-- start DATASET RECORDS --

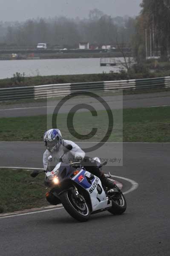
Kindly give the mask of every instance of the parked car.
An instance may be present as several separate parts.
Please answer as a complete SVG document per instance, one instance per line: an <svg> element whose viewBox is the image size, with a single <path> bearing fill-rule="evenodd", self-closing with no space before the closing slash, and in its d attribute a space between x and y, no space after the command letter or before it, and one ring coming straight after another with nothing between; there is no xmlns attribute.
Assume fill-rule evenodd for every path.
<svg viewBox="0 0 170 256"><path fill-rule="evenodd" d="M44 43L39 43L37 46L37 49L46 49L47 48L46 44L45 44Z"/></svg>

-- end DATASET RECORDS --

- **INSTRUCTIONS TO FOLLOW**
Can you lay out the data above as a two-column CSV with the headers "instruction" and "response", one row per item, putting each item's text and its answer in a single quoted field with line breaks replaced by spaces and the pictures left out?

- **WRITTEN RESPONSE**
instruction,response
"Kindly give the mask of every instance of the parked car. An instance may be present as several separate parts. Please answer as a complete SVG document per instance, one instance per line: an <svg> element whose viewBox is the image size, with a single <path> bearing fill-rule=""evenodd"", self-closing with no space before the closing slash, and in its d attribute a space between x and y, no space after the command letter or before it, and one ring coming straight after another with nothing between; there is no xmlns attribute. Assume fill-rule evenodd for every path.","<svg viewBox=""0 0 170 256""><path fill-rule=""evenodd"" d=""M44 43L39 43L37 46L37 49L46 49L47 48L46 44L45 44Z""/></svg>"